[DOCUMENT SECTION]
(begin)
From ESR, How To Learn Hacking:

  • Hacking is done on open source. Today, hacking skills are the individual micro-level of what is called “open source development” at the social macro-level. [2] A programmer working in the hacking style expects and readily uses peer review of source code by others to supplement and amplify his or her individual ability.
  • Hacking is lightweight and exploratory. Rigid procedures and elaborate a-priori specifications have no place in hacking; instead, the tendency is try-it-and-find-out with a rapid release tempo.
  • Hacking places a high value on modularity and reuse. In the hacking style, you try hard never to write a piece of code that can only be used once. You bias towards making general tools or libraries that can be specialized into what you want by freezing some arguments/variables or supplying a context.
  • Hacking favors scrap-and-rebuild over patch-and-extend. An essential part of hacking is ruthlessly throwing away code that has become overcomplicated or crufty, no matter how much time you have invested in it.

This strikes me as the opposite of, or at best orthogonal to, the practice of refactoring a large and long-existing codebase, especially that last. “Scrap and rebuild” is essentially “rewrite from scratch” and that is almost always a losing proposition in terms of time and budget.

But then, the description also says hacking is “lightweight, exploratory, modular” — so perhaps it is possible to hack at components within a larger or critical system, and then refactor the system using that result. Cf. Hacking and Refactoring, also from ESR.

II.

I used to work for a consulting company with One Big Client (and a few smaller ones). This One Big Client generated a staggering amount of money; its business model was such that even a few minutes of downtime would result in large losses (technically “lost revenue” but the effect is the same).

The consultancy’s director of development for the One Big Company didn’t “believe” in technical debt. Or rather, he thought technical debt was a non-issue. He would write, or demand writing, some of the most horrific code, as long as it was written *quickly*, because the time constraints for the One Big Client were so overwhelming. There was no refactoring; he and his team would iterate fast, then wipe out the entire codebase and start all over again on a regular basis. (By “regular” I mean every 3-6 months). Any technical debt that was incurred was tiny in comparison to the monetary returns — although it did take a toll on the programmers themselves.

Given ESR above, that’s clearly a “hacking” approach to a critical codebase. Also, it’s clear that *sometimes* a full-on rewrite might be the right thing to do, provided the right context. But I’m betting the vast majority of developers (I’m talking “five nines” here) are not operating in the context of that One Big Client and that particular consultancy. These were “skilled developers knowingly writing low-quality code” — not to be confused with “*un*skilled developers *un*knowingly writing low-quality code.” (Cf. Mehdi Khalili: “On Bad Code.”)
(end)
[DATA EXCERPT]
(begin)
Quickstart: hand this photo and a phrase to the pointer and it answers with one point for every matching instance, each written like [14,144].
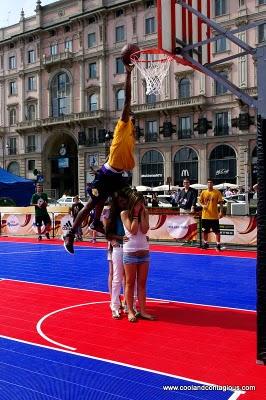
(end)
[REQUIREMENTS]
[1] In the essay on hacking and refactoring, how often did the director's team wipe out the entire codebase and start over?
[2] Carry on the essay on hacking and refactoring, picking up right after its final sentence.
The listing has nothing to do with the essay on hacking and refactoring.

[RESPONSES BY TASK]
[1] Every 3-6 months.

[2]
How Terrible Code Gets Written By Perfectly Sane People

From Christian Maioli Mackeprang, the following:

Legacy code can be nasty, but I’ve been programming for 15 years and only a couple of times had I seen something like this. The authors had created their own framework, and it was a perfect storm of anti-patterns. …

And yet, it was not the code’s dismal quality that piqued my interest and led me to write this article. What I discovered after some months working there, was that the authors were actually an experienced group of senior developers with good technical skills. What could lead a team of competent developers to produce and actually deliver something like this?

I don’t necessarily buy all of these, but they’re worth thinking about:

  • Giving excessive importance to estimates: “Your developers might choose to over-promise instead, and then skip important work such as thinking about architectural problems, or how to automate tasks, in order to meet an unrealistic deadline.”

  • Giving no importance to project knowledge: “If you’re in a large project and there are modules for which you have no expert, no-one to ask about, that’s a big red flag.”

  • Focusing on poor metrics such as “issues closed” or “commits per day”: “When a measure becomes a target, it ceases to be a good measure. (Goodhart’s law)”

  • Assuming that good process fixes bad people: “[Fix your hiring.] Talent makes up for any other inefficiency in your team.”

  • Ignoring proven practices such as code reviews and unit testing: “Refraining from using tools such as modern IDEs, version control and code inspection will set you back tremendously.”

  • Hiring developers with no “people” skills: “It doesn’t matter that the other guy might be ten thousand miles away. One Skype call can turn a long coding marathon into a five-minute fix.”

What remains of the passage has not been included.